### Task description
Output, exactly and alone, the lines from the one containing "right hand shown in this photograph." through the last line of the material below, both ends included.

### Data section
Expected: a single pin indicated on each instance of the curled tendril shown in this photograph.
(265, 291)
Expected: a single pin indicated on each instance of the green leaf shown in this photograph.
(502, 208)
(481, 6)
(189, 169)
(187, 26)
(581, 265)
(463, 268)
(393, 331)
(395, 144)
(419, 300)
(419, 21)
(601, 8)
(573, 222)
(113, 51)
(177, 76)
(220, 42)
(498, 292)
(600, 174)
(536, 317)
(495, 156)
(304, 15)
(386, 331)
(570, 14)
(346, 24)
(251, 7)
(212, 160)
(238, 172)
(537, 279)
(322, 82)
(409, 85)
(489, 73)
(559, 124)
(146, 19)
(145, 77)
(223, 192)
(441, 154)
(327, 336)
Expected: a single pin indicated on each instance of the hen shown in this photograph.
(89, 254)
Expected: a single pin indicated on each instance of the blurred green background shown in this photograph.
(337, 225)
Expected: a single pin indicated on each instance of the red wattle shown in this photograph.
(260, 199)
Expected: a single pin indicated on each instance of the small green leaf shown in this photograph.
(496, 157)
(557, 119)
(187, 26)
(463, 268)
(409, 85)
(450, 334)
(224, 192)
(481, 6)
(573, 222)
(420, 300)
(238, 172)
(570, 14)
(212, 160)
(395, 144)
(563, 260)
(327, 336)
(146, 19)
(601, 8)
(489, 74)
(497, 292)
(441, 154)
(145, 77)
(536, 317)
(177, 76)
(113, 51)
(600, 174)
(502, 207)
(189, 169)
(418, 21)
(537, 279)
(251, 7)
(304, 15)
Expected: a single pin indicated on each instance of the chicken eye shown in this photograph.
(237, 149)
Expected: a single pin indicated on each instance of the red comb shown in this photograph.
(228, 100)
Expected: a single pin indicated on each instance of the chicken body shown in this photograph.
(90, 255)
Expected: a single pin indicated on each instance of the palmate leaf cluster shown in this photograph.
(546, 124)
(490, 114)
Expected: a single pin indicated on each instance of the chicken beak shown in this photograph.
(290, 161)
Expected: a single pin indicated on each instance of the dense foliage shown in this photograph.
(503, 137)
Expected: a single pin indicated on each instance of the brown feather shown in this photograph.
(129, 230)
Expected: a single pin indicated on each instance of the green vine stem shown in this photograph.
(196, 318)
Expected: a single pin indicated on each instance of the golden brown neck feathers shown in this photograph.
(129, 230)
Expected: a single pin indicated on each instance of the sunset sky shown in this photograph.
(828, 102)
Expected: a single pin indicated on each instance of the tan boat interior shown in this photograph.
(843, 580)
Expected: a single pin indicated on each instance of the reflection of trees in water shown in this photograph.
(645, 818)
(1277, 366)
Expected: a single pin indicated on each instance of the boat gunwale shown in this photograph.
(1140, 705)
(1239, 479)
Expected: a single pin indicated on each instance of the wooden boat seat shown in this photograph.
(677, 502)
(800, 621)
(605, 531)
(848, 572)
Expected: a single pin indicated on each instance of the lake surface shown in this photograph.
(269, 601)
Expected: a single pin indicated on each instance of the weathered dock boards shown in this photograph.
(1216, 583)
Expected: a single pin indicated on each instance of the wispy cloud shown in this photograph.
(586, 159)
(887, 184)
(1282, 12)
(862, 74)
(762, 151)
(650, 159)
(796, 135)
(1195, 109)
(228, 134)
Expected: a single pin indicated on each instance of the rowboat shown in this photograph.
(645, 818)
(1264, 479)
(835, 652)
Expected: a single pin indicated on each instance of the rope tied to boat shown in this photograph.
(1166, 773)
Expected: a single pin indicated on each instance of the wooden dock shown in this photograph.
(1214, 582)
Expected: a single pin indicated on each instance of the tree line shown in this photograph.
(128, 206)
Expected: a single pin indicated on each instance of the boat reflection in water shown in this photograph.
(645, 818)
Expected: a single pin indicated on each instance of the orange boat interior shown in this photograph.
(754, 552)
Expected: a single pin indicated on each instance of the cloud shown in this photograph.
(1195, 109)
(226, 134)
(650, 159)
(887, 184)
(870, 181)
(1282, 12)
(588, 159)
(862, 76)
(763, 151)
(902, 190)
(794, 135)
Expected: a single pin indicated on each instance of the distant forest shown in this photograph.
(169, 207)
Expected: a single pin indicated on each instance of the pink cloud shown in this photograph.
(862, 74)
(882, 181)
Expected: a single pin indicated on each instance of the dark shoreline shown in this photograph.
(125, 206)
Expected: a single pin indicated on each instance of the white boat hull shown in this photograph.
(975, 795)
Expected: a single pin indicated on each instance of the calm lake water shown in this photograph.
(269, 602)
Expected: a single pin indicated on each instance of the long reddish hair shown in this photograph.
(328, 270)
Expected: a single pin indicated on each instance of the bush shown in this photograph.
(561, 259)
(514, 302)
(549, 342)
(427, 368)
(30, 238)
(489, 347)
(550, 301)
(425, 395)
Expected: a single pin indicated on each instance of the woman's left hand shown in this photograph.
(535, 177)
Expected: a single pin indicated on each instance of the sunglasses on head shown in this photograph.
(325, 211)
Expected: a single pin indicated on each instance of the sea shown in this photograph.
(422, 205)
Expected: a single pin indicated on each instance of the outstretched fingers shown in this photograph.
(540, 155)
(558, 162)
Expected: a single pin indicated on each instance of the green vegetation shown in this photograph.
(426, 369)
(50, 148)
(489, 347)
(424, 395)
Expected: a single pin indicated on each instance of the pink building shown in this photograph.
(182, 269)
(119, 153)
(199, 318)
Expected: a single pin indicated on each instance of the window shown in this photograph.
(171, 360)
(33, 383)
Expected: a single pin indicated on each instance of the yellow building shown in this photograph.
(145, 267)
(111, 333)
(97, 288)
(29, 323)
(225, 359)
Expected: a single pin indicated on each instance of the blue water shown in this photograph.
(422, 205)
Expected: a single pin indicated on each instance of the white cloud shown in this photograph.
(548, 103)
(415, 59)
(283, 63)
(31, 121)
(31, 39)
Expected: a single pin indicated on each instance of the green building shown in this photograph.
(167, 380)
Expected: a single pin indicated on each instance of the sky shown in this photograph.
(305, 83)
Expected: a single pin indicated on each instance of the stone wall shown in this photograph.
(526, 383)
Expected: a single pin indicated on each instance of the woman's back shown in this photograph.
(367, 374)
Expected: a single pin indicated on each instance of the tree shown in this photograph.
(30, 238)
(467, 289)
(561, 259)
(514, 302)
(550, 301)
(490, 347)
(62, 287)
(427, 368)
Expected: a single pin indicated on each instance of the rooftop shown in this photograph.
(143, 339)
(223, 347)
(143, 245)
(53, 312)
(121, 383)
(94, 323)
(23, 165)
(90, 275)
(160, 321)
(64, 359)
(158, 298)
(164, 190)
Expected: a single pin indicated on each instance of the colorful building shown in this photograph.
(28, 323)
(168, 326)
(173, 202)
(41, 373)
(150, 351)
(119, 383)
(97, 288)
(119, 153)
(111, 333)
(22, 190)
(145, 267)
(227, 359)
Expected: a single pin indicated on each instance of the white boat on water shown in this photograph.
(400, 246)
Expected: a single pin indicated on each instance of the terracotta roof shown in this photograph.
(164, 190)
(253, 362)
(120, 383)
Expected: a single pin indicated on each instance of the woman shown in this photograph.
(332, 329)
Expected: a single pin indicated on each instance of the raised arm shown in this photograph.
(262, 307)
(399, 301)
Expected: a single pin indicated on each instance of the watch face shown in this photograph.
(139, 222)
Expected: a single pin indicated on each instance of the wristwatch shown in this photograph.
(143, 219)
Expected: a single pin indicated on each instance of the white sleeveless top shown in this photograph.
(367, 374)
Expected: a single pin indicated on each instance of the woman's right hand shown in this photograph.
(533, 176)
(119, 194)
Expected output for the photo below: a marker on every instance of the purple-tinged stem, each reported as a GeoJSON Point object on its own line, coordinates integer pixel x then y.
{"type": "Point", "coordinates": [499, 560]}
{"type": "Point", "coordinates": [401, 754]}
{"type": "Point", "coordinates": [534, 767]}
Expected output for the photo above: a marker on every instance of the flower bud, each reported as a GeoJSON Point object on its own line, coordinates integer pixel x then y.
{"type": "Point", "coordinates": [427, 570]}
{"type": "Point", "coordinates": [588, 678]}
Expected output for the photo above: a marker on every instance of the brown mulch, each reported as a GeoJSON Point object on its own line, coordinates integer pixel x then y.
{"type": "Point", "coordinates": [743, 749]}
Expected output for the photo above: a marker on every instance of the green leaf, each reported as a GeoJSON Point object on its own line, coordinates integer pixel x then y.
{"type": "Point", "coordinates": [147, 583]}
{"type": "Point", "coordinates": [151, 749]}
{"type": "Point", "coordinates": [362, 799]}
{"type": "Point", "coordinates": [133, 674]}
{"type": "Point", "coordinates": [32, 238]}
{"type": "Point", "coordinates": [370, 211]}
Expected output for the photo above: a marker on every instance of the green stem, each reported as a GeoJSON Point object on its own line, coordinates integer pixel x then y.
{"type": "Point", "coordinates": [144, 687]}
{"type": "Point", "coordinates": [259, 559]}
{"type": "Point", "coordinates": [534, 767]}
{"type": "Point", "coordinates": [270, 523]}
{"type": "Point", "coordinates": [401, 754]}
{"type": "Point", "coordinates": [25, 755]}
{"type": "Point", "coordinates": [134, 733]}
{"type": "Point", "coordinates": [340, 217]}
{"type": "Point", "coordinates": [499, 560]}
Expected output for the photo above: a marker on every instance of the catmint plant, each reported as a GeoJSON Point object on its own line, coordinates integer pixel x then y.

### Written response
Expected: a single pin indicated on each instance of the woman's right hand shown in this photograph.
(533, 176)
(119, 194)
Expected output for the photo below: a marker on every instance of the purple-tinged stem, each reported as a GeoJSON Point object on its own line, coordinates integer pixel x then y.
{"type": "Point", "coordinates": [499, 560]}
{"type": "Point", "coordinates": [401, 754]}
{"type": "Point", "coordinates": [534, 767]}
Expected output for the photo above: a marker on every instance of the flower bud, each reported as a GeoJSON Point object on its own line, coordinates integer pixel x then y.
{"type": "Point", "coordinates": [427, 570]}
{"type": "Point", "coordinates": [588, 678]}
Expected output for the photo above: a marker on every instance of the brown mulch, each reported as a GeoJSON Point object on its own line, coordinates integer pixel x then y.
{"type": "Point", "coordinates": [743, 749]}
Expected output for the photo above: a marker on every instance of the green leaf, each reported as a GeoJSON Point object on its own line, coordinates integer pixel x then y.
{"type": "Point", "coordinates": [147, 583]}
{"type": "Point", "coordinates": [151, 749]}
{"type": "Point", "coordinates": [362, 799]}
{"type": "Point", "coordinates": [133, 674]}
{"type": "Point", "coordinates": [32, 238]}
{"type": "Point", "coordinates": [370, 211]}
Expected output for the photo above: a marker on every instance of the green stem, each reported as a GeoJSON Point object on its own line, coordinates integer pixel x then y.
{"type": "Point", "coordinates": [144, 687]}
{"type": "Point", "coordinates": [259, 559]}
{"type": "Point", "coordinates": [534, 767]}
{"type": "Point", "coordinates": [270, 523]}
{"type": "Point", "coordinates": [401, 754]}
{"type": "Point", "coordinates": [25, 755]}
{"type": "Point", "coordinates": [134, 733]}
{"type": "Point", "coordinates": [340, 217]}
{"type": "Point", "coordinates": [499, 560]}
Expected output for the photo above: a marker on every instance of the catmint plant, each reported as a GeoJSON Point object on its own line, coordinates integer pixel x then y.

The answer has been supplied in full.